Sans jamais être niées, les qualités du roi s’effacent ainsi devant une autre image : celle d’un fauteur de guerre, d’un ambitieux sans limites, que le peuple romain avait une fois épargné, mais dont la disparition est devenue nécessaire à la paix et au bonheur de la Dacie. Face à Trajan, toujours entouré d’un état-major amical qui manque au roi des Daces et toujours proche de ses troupes qui l’acclament et lui obéissent, Décébale, sans vrais conseillers, apparaît comme un personnage despotique et surhumain; il n’est jamais au milieu de ses soldats, mais toujours seul en avant ou en arrière; c’est sa mort, et non la chute de Sarmizegethusa, qui marque la fin des hostilités : il était l’âme d’une guerre, qui sans lui n’aurait pas eu lieu.

On voit ainsi s’unir, dans la présentation des Barbares sur la frise et dans l’agencement des images, une technique de déformation du récit proche de celle de César dans les Commentaires et une espèce de critique interne, fondée sur le retournement de la vérité, qui semble avoir toujours deux visages contradictoires.

IDÉOLOGIE, PROPAGANDE ET HUMANISME

A travers les scènes sculptées sur la Colonne Trajane, c’est en fait, et très naturellement, toute une idéologie qui s’exprime. Trajan s’oppose à Décébale, comme César à Vercingétorix; du côté de l’empereur se trouve "l’auctoritas" qui, jointe à la "virtus" des soldats, c’est-à-dire du peuple, assure, avec l’appui des dieux, que l’on ne manque jamais d’honorer, le triomphe de la justice et de la civilisation. Les Barbares, au contraire, même s’ils ne sont jamais méprisables et quelles que soient leurs qualités réelles, ne représentent que des forces obscures et désordonnées, dont l’échec est voulu par les dieux.

Rome et les Barbares

Deux peuples opposés

Tout oppose en effet les Romains et leurs adversaires. Du point de vue physique, ils ont les cheveux plus courts, des uniformes mieux adaptés aux circonstances et plus variés; du point de vue militaire, un équipement plus riche et plus complet ; avec leurs bateaux et leurs ponts, ils dominent les fleuves, avec leurs chevaux, ils se déplacent très vite sur la terre.

- Extrait des données -
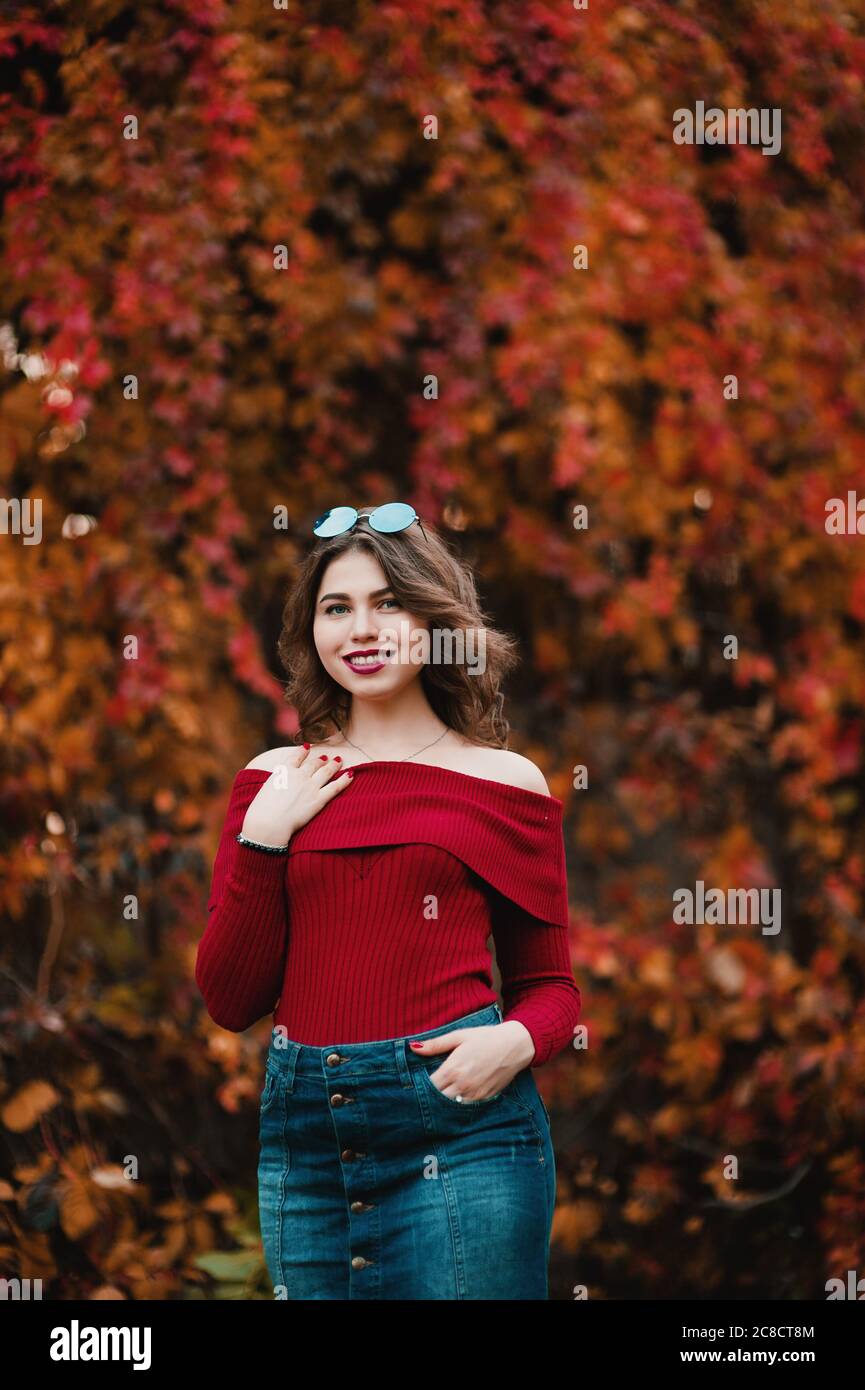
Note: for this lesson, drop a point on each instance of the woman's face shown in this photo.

- Consigne -
D'après le passage sur la Colonne Trajane, quel événement marque la fin des hostilités ?

- Réponse -
La mort de Décébale, et non la chute de Sarmizegethusa.